• **Input**:
****
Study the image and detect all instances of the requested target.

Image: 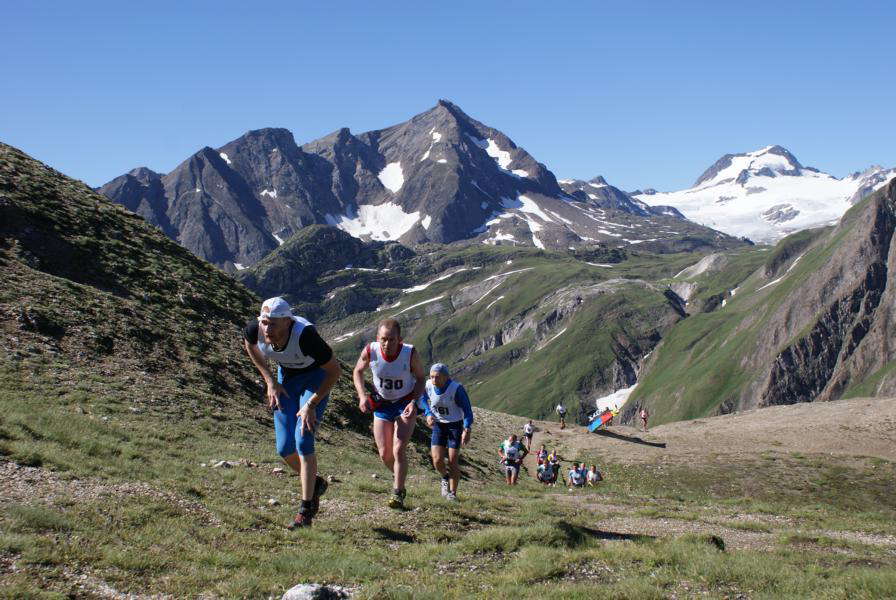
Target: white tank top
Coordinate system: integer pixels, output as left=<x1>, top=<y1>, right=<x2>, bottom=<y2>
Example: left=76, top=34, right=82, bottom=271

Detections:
left=426, top=379, right=464, bottom=423
left=258, top=317, right=314, bottom=369
left=370, top=342, right=417, bottom=400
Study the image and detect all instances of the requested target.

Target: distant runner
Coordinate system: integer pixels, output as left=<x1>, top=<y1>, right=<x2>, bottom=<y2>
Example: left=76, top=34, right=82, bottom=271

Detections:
left=535, top=444, right=548, bottom=464
left=587, top=465, right=603, bottom=487
left=538, top=461, right=557, bottom=485
left=523, top=419, right=535, bottom=451
left=352, top=319, right=426, bottom=508
left=498, top=433, right=529, bottom=485
left=419, top=363, right=473, bottom=501
left=557, top=400, right=566, bottom=429
left=638, top=406, right=650, bottom=431
left=243, top=298, right=340, bottom=529
left=568, top=463, right=585, bottom=487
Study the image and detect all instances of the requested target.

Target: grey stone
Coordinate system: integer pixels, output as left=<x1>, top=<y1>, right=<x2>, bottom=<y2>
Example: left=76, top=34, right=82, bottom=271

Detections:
left=281, top=583, right=352, bottom=600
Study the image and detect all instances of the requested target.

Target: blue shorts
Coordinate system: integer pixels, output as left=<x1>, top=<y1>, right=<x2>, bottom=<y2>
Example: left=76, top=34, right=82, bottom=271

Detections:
left=429, top=421, right=464, bottom=448
left=274, top=369, right=330, bottom=457
left=373, top=400, right=411, bottom=423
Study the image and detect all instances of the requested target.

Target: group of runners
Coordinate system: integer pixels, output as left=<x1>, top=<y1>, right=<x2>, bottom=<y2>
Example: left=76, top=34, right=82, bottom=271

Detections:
left=244, top=297, right=473, bottom=529
left=244, top=297, right=600, bottom=529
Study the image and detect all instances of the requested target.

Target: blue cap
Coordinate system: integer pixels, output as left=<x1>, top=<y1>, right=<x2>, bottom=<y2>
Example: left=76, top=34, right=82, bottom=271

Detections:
left=429, top=363, right=448, bottom=375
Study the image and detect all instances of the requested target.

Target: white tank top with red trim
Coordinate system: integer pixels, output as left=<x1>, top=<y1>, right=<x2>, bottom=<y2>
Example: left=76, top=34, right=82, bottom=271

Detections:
left=368, top=342, right=417, bottom=400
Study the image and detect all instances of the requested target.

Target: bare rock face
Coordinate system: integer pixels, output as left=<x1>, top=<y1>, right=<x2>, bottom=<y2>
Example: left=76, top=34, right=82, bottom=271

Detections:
left=741, top=182, right=896, bottom=408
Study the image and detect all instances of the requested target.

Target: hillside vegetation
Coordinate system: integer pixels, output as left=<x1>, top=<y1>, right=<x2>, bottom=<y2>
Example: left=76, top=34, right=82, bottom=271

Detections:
left=627, top=180, right=896, bottom=422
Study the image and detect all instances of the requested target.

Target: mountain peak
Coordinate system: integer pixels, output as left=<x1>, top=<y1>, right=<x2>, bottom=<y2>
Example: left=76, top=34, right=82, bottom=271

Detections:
left=693, top=144, right=803, bottom=187
left=128, top=167, right=162, bottom=185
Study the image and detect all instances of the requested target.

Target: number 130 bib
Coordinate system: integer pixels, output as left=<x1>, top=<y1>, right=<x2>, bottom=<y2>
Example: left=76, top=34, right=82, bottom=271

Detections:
left=370, top=342, right=417, bottom=400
****
• **What is required**: Pull out every line of the records above unchanged, omitting the pictures.

• **Result for this task**:
Study the image and detect all instances of the requested target.

Image: 
Target: white tank top
Coordinate system: integer pixels, output as left=<x1>, top=<y1>, right=<x2>, bottom=<y2>
Example: left=76, top=34, right=82, bottom=271

Detections:
left=426, top=379, right=464, bottom=423
left=258, top=317, right=314, bottom=369
left=370, top=342, right=417, bottom=400
Study the image and detect all instances of the requested target.

Target: distant runner
Coordinate system: integer pixels, output as left=<x1>, top=<y1>, right=<x2>, bottom=<y2>
Example: left=76, top=34, right=82, bottom=271

Detections:
left=535, top=444, right=548, bottom=464
left=587, top=465, right=603, bottom=487
left=538, top=461, right=557, bottom=485
left=523, top=419, right=535, bottom=451
left=352, top=319, right=426, bottom=508
left=498, top=433, right=529, bottom=485
left=419, top=363, right=473, bottom=501
left=557, top=400, right=566, bottom=429
left=638, top=406, right=650, bottom=431
left=243, top=298, right=340, bottom=529
left=568, top=463, right=585, bottom=487
Study the image and detect all instances of the requested target.

Target: grey stone
Coordinate system: integer pixels, output as left=<x1>, top=<y1>, right=<x2>, bottom=<y2>
Example: left=76, top=34, right=82, bottom=271

Detections:
left=281, top=583, right=352, bottom=600
Study the image and detect all instances of the requested target.

Target: blue shorts
Coordinate system: integer pixels, output as left=<x1>, top=<y1>, right=<x2>, bottom=<y2>
Example: left=76, top=34, right=82, bottom=271

Detections:
left=429, top=421, right=464, bottom=448
left=274, top=369, right=330, bottom=457
left=373, top=400, right=411, bottom=423
Study the image and detect all instances of the requested target.

Target: group of runners
Coordinate system: integer pixels, output as left=<x1>, top=<y1>, right=<x2>, bottom=<y2>
Example: left=76, top=34, right=82, bottom=271

Detections:
left=244, top=297, right=473, bottom=529
left=244, top=297, right=600, bottom=529
Study the image and detect all instances of the requested target.

Target: blue cap
Coordinate system: integer pixels, output as left=<x1>, top=<y1>, right=<x2>, bottom=<y2>
Example: left=76, top=34, right=82, bottom=271

Detections:
left=429, top=363, right=448, bottom=375
Study the image and detect all instances of the requested target.

Target: white tank top with red trim
Coordinate system: integer pixels, output as left=<x1>, top=<y1>, right=<x2>, bottom=<y2>
Example: left=76, top=34, right=82, bottom=271

Detections:
left=368, top=342, right=417, bottom=400
Study the image and detect all instances of the requested target.

Target: bare rock face
Coordinate system: integer pixels, output as left=<x1>, top=<y1>, right=<x2>, bottom=<y2>
Example: left=76, top=34, right=82, bottom=271

Detections:
left=741, top=182, right=896, bottom=408
Study the image and detect all instances of the requested target.

Target: hillside vegetation
Coordinate system: integer pixels, output as left=<x1>, top=<y1>, right=<x2>, bottom=<y2>
Example: left=76, top=34, right=82, bottom=271

Detections:
left=627, top=180, right=896, bottom=422
Study the image and detect all instances of the requested target.

Target: mountain peak
Coordinate system: integer pixels, output as left=<x1>, top=<y1>, right=<x2>, bottom=<y2>
Example: left=76, top=34, right=82, bottom=271

Detections:
left=693, top=144, right=803, bottom=187
left=128, top=167, right=162, bottom=185
Study the image and detect all instances of the requested target.

Target: number 130 bib
Coordinate system: integer pixels, output as left=<x1>, top=<y1>, right=<x2>, bottom=<y2>
Example: left=76, top=34, right=82, bottom=271

Detections:
left=370, top=342, right=417, bottom=400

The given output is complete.